**Provided entries**

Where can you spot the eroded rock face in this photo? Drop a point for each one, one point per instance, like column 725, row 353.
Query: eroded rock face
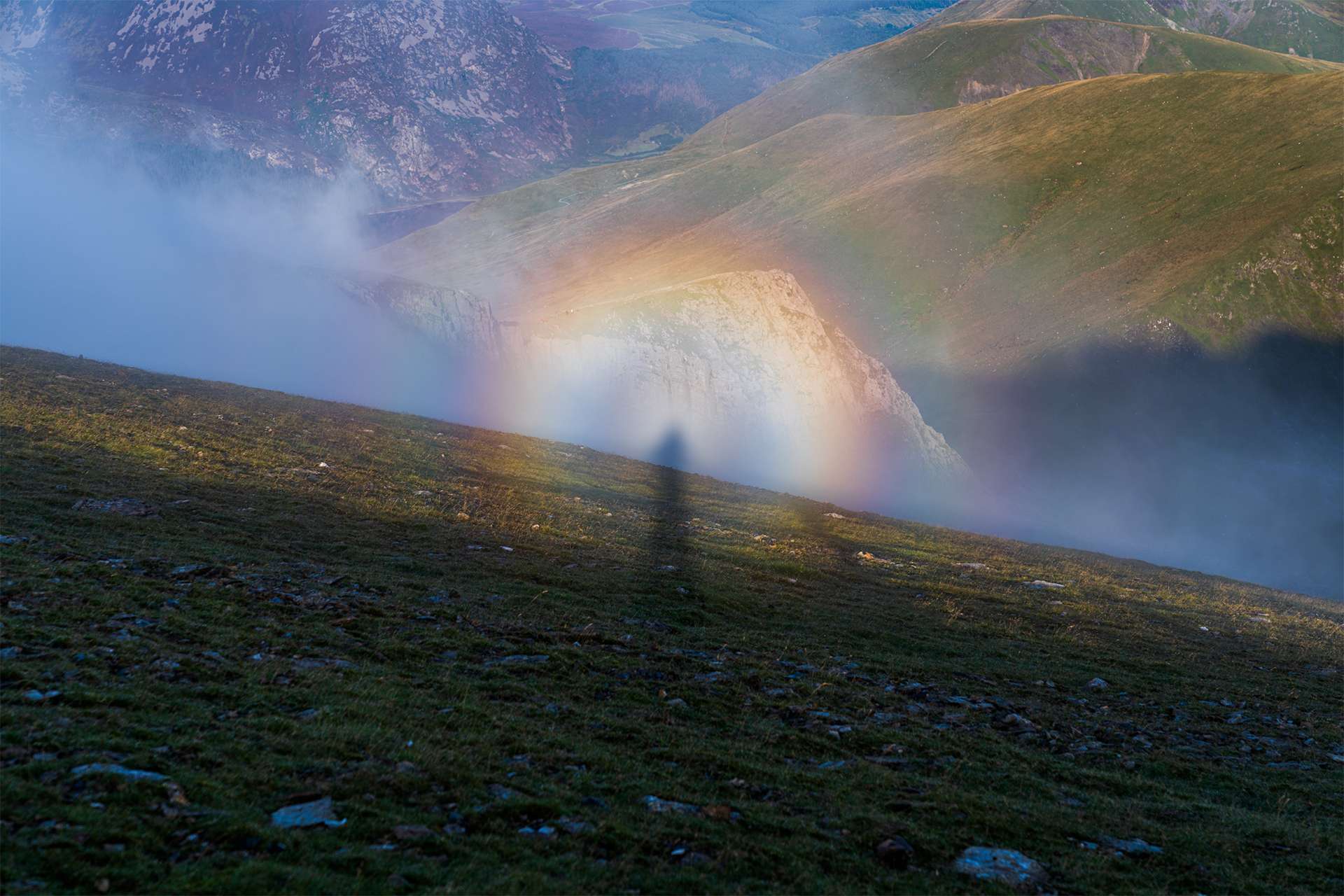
column 736, row 355
column 425, row 99
column 739, row 365
column 451, row 317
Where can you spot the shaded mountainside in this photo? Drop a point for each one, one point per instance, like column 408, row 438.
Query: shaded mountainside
column 1298, row 27
column 606, row 676
column 977, row 237
column 424, row 97
column 941, row 67
column 737, row 370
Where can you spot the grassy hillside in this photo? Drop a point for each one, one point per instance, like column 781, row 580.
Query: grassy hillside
column 941, row 67
column 1304, row 27
column 977, row 235
column 461, row 636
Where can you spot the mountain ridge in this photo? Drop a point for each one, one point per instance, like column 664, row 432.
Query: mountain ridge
column 977, row 220
column 1289, row 26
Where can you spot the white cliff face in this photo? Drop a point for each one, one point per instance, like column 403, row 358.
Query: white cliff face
column 739, row 362
column 757, row 386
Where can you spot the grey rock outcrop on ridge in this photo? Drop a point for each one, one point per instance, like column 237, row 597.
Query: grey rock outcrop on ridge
column 739, row 365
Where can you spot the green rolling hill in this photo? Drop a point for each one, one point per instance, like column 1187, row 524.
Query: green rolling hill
column 977, row 235
column 1301, row 27
column 519, row 665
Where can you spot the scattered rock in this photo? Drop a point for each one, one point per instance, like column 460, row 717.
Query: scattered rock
column 1130, row 846
column 412, row 832
column 108, row 769
column 311, row 814
column 121, row 507
column 895, row 853
column 1000, row 865
column 519, row 660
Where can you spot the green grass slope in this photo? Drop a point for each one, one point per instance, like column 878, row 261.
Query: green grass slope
column 319, row 602
column 967, row 62
column 1304, row 27
column 977, row 235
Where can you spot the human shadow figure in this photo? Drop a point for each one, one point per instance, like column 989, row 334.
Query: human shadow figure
column 668, row 546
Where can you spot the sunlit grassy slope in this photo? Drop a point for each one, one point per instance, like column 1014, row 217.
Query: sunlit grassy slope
column 977, row 235
column 1306, row 27
column 321, row 605
column 965, row 62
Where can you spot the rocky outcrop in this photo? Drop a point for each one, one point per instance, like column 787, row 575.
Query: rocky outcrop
column 451, row 317
column 739, row 365
column 424, row 99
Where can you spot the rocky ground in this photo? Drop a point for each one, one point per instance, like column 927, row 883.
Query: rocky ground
column 254, row 643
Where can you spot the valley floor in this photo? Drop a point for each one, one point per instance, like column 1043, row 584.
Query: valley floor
column 517, row 665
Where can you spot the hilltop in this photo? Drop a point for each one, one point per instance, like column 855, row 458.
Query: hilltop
column 515, row 664
column 980, row 235
column 1300, row 27
column 936, row 67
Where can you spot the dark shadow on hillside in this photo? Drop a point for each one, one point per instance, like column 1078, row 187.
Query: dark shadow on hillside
column 668, row 547
column 1227, row 464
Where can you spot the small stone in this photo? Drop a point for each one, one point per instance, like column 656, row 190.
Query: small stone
column 1000, row 865
column 670, row 806
column 412, row 832
column 519, row 660
column 311, row 814
column 895, row 852
column 108, row 769
column 1130, row 846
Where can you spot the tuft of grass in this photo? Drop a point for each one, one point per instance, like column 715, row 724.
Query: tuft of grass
column 342, row 637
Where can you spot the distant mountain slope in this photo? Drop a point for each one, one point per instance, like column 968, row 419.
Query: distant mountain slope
column 939, row 67
column 1301, row 27
column 739, row 365
column 977, row 235
column 428, row 99
column 422, row 97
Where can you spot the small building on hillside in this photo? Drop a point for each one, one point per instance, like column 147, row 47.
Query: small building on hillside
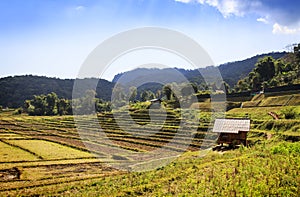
column 232, row 131
column 155, row 103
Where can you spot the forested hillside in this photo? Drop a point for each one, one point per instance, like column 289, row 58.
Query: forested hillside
column 231, row 72
column 15, row 90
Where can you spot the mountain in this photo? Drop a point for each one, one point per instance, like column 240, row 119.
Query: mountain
column 15, row 90
column 231, row 72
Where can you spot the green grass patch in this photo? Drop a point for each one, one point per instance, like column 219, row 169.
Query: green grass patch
column 13, row 154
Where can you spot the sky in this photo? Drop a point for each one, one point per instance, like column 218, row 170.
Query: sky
column 53, row 37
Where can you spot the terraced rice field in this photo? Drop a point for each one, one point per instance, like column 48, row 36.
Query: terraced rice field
column 38, row 152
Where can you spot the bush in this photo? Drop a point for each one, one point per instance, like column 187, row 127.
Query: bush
column 286, row 148
column 18, row 111
column 289, row 113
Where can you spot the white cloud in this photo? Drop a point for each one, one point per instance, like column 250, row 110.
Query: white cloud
column 281, row 29
column 80, row 8
column 283, row 14
column 184, row 1
column 263, row 20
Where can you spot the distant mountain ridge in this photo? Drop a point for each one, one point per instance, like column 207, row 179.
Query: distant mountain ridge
column 15, row 90
column 231, row 72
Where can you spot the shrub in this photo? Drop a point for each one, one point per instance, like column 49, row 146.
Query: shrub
column 286, row 148
column 289, row 113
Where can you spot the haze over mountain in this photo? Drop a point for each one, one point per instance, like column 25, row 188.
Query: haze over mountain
column 15, row 90
column 231, row 72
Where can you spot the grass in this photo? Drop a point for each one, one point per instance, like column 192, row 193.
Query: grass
column 260, row 113
column 50, row 150
column 256, row 171
column 13, row 154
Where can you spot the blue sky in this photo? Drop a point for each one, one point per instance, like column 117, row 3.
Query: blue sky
column 53, row 37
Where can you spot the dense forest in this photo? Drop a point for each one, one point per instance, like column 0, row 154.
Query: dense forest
column 269, row 72
column 51, row 96
column 15, row 90
column 231, row 72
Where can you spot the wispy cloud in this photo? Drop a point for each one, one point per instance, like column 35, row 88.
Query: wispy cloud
column 281, row 29
column 283, row 14
column 263, row 20
column 79, row 8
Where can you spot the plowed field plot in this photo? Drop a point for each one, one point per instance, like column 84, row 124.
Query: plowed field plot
column 50, row 150
column 38, row 153
column 10, row 153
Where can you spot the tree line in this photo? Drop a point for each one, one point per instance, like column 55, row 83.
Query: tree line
column 50, row 105
column 269, row 73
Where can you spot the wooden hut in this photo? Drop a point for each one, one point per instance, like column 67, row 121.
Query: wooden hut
column 232, row 131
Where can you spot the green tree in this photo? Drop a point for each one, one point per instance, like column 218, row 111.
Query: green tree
column 51, row 104
column 167, row 91
column 265, row 67
column 132, row 93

**Set problem**
Format all of the material above as a Markdown table with the columns "No." and "Line", one numbered row per line. Skip blank lines and leave out the pictures.

**Response below**
| No. | Line |
|---|---|
| 1 | Where can you spot the eroded rock face in this photo? Drop a point for each one, one point per instance, like column 725, row 353. |
| 2 | Query: eroded rock face |
| 3 | column 736, row 355 |
| 4 | column 425, row 99 |
| 5 | column 739, row 365 |
| 6 | column 451, row 317 |
| 7 | Where can you spot the shaded mountainside in this photo? Drop a point for each one, one point per instance, like column 408, row 438. |
| 8 | Query: shaded mountainside |
| 9 | column 1298, row 27 |
| 10 | column 606, row 676 |
| 11 | column 977, row 237 |
| 12 | column 424, row 97 |
| 13 | column 941, row 67 |
| 14 | column 737, row 370 |
| 15 | Where can you spot the grassy hillside in this photo? Drop a point for each one, one point per instance, like column 781, row 580. |
| 16 | Query: grassy hillside |
| 17 | column 941, row 67 |
| 18 | column 1304, row 27 |
| 19 | column 977, row 235 |
| 20 | column 461, row 636 |
| 21 | Where can you spot the mountain ridge in this photo? Drop a point for each one, one point per instance, like column 664, row 432. |
| 22 | Query: mountain ridge |
| 23 | column 977, row 220 |
| 24 | column 1289, row 26 |
| 25 | Where can you spot the white cliff face in this photo? Drop a point for each one, one point per instance, like column 403, row 358. |
| 26 | Query: white cliff face |
| 27 | column 739, row 362 |
| 28 | column 757, row 386 |
| 29 | Where can you spot the grey rock outcrop on ridge in this photo? Drop a point for each one, one point per instance, like column 237, row 597. |
| 30 | Query: grey rock outcrop on ridge |
| 31 | column 739, row 365 |
| 32 | Where can you spot the green rolling hill in this photo? Drop a point for each one, one point per instance, like column 1187, row 524. |
| 33 | Query: green rolling hill |
| 34 | column 977, row 235 |
| 35 | column 1301, row 27 |
| 36 | column 519, row 665 |
| 37 | Where can you spot the scattered rock in this photo? Drop a point for each one, one point per instance, like column 460, row 717. |
| 38 | Query: scattered rock |
| 39 | column 1130, row 846 |
| 40 | column 412, row 832 |
| 41 | column 108, row 769 |
| 42 | column 311, row 814 |
| 43 | column 121, row 507 |
| 44 | column 895, row 853 |
| 45 | column 1000, row 865 |
| 46 | column 519, row 660 |
| 47 | Where can you spot the green grass slope in this photo? Drop a point for each one, one point per instance, like column 878, row 261. |
| 48 | Query: green grass slope |
| 49 | column 319, row 602 |
| 50 | column 967, row 62 |
| 51 | column 1304, row 27 |
| 52 | column 977, row 235 |
| 53 | Where can you spot the human shadow figure in this photo? Drop a point for each one, one point per instance, like column 989, row 334. |
| 54 | Query: human shadow figure |
| 55 | column 668, row 546 |
| 56 | Where can you spot the sunlit grassy slope in this photo? Drop a point for each one, one point per instance, like column 1014, row 217. |
| 57 | Query: sunlit grassy slope |
| 58 | column 977, row 235 |
| 59 | column 1306, row 27 |
| 60 | column 321, row 605 |
| 61 | column 965, row 62 |
| 62 | Where can you spot the rocky outcrop in this photo? Drop a point for each one, one point per instance, like column 787, row 575. |
| 63 | Query: rocky outcrop |
| 64 | column 451, row 317 |
| 65 | column 739, row 365 |
| 66 | column 424, row 99 |
| 67 | Where can you spot the rocky ground in this photo? Drop a point for each one, one point per instance, like column 927, row 883. |
| 68 | Query: rocky ground |
| 69 | column 254, row 643 |
| 70 | Where can you spot the valley floor in this photo? Drop a point for each one, one point per instance, like column 1043, row 584. |
| 71 | Query: valley floor |
| 72 | column 517, row 665 |
| 73 | Where can you spot the hilltop in this photo? Drop a point for each one, one point per instance, like column 855, row 458. |
| 74 | Query: hilltop |
| 75 | column 515, row 664 |
| 76 | column 980, row 235 |
| 77 | column 1300, row 27 |
| 78 | column 936, row 67 |
| 79 | Where can you spot the dark shadow on hillside in this photo? Drop a point for each one, one point per instance, like column 1078, row 187. |
| 80 | Query: dark shadow on hillside |
| 81 | column 668, row 547 |
| 82 | column 1227, row 464 |
| 83 | Where can you spot the small stone in this photo? Drop a point for each one, one point per instance, like column 656, row 190. |
| 84 | Query: small stone |
| 85 | column 1000, row 865 |
| 86 | column 670, row 806 |
| 87 | column 412, row 832 |
| 88 | column 519, row 660 |
| 89 | column 311, row 814 |
| 90 | column 895, row 852 |
| 91 | column 108, row 769 |
| 92 | column 1130, row 846 |
| 93 | Where can you spot the tuft of grass in this photo? Drop a point for each one, one point per instance, like column 715, row 724. |
| 94 | Query: tuft of grass |
| 95 | column 342, row 637 |
| 96 | Where can you spot the distant mountain slope in this photo? Drop a point for each one, one point per instance, like column 968, row 419. |
| 97 | Query: distant mountain slope |
| 98 | column 939, row 67 |
| 99 | column 1301, row 27 |
| 100 | column 739, row 365 |
| 101 | column 977, row 235 |
| 102 | column 428, row 99 |
| 103 | column 422, row 97 |
| 104 | Where can you spot the small building on hillside in this photo? Drop a point for each one, one point per instance, like column 147, row 47. |
| 105 | Query: small building on hillside |
| 106 | column 232, row 131 |
| 107 | column 155, row 103 |
| 108 | Where can you spot the forested hillside in this photo? Drop a point for each one, one point per instance, like column 289, row 58. |
| 109 | Query: forested hillside |
| 110 | column 231, row 72 |
| 111 | column 15, row 90 |
| 112 | Where can you spot the mountain in this photo? Drop a point for each one, one point per instance, like column 240, row 119. |
| 113 | Query: mountain |
| 114 | column 15, row 90 |
| 115 | column 231, row 72 |
| 116 | Where can you spot the green grass patch in this photo? Drop a point for each one, one point per instance, like column 219, row 169. |
| 117 | Query: green grass patch |
| 118 | column 13, row 154 |
| 119 | Where can you spot the sky in this photo? Drop a point for each one, one point per instance, like column 218, row 170. |
| 120 | Query: sky |
| 121 | column 53, row 37 |
| 122 | Where can you spot the terraced rice field in this photo? Drop a point for each one, one point per instance, like column 48, row 36. |
| 123 | Query: terraced rice field |
| 124 | column 38, row 152 |
| 125 | Where can you spot the bush in this photo? Drop a point for each one, one point per instance, like column 187, row 127. |
| 126 | Query: bush |
| 127 | column 286, row 148 |
| 128 | column 18, row 111 |
| 129 | column 289, row 113 |
| 130 | Where can you spot the white cloud in this photo? Drop a point for each one, one point per instance, like column 250, row 110. |
| 131 | Query: white cloud |
| 132 | column 281, row 29 |
| 133 | column 80, row 8 |
| 134 | column 283, row 14 |
| 135 | column 184, row 1 |
| 136 | column 263, row 20 |
| 137 | Where can you spot the distant mountain ridge in this photo? Drop a point for each one, one point per instance, like column 207, row 179. |
| 138 | Query: distant mountain ridge |
| 139 | column 15, row 90 |
| 140 | column 231, row 72 |
| 141 | Where can you spot the shrub in this photo? Drop a point for each one, one point per instance, like column 49, row 146. |
| 142 | Query: shrub |
| 143 | column 286, row 148 |
| 144 | column 289, row 113 |
| 145 | Where can you spot the haze over mountain in this photo? Drop a point for each one, one point per instance, like column 25, row 188. |
| 146 | Query: haze over mountain |
| 147 | column 15, row 90 |
| 148 | column 231, row 72 |
| 149 | Where can you spot the grass in this photo? Drop a point for each one, one point per instance, like column 192, row 193. |
| 150 | Query: grass |
| 151 | column 260, row 113 |
| 152 | column 50, row 150 |
| 153 | column 256, row 171 |
| 154 | column 13, row 154 |
| 155 | Where can you spot the blue sky in this photo? Drop a point for each one, one point per instance, like column 117, row 3. |
| 156 | Query: blue sky |
| 157 | column 53, row 37 |
| 158 | Where can you spot the dense forest in this photo? Drop a point for each one, one point per instance, like column 0, row 154. |
| 159 | Query: dense forest |
| 160 | column 269, row 72 |
| 161 | column 51, row 96 |
| 162 | column 15, row 90 |
| 163 | column 231, row 72 |
| 164 | Where can you spot the wispy cloud in this photo? Drop a point for each one, one point per instance, like column 35, row 88. |
| 165 | Query: wispy cloud |
| 166 | column 281, row 29 |
| 167 | column 283, row 14 |
| 168 | column 263, row 20 |
| 169 | column 79, row 8 |
| 170 | Where can you spot the plowed field plot in this photo? Drop a point for each one, one point per instance, like column 84, row 124. |
| 171 | Query: plowed field plot |
| 172 | column 50, row 150 |
| 173 | column 38, row 153 |
| 174 | column 10, row 153 |
| 175 | Where can you spot the tree line in this photo? Drop a point for each one, one point per instance, like column 55, row 83. |
| 176 | Query: tree line |
| 177 | column 50, row 105 |
| 178 | column 269, row 73 |
| 179 | Where can you spot the wooden hut in this photo? Drop a point for each one, one point per instance, like column 67, row 121. |
| 180 | Query: wooden hut |
| 181 | column 232, row 131 |
| 182 | Where can you spot the green tree in this photo? Drop a point for each one, one point per instance, like column 218, row 111. |
| 183 | Query: green tree |
| 184 | column 51, row 104 |
| 185 | column 167, row 91 |
| 186 | column 265, row 67 |
| 187 | column 132, row 93 |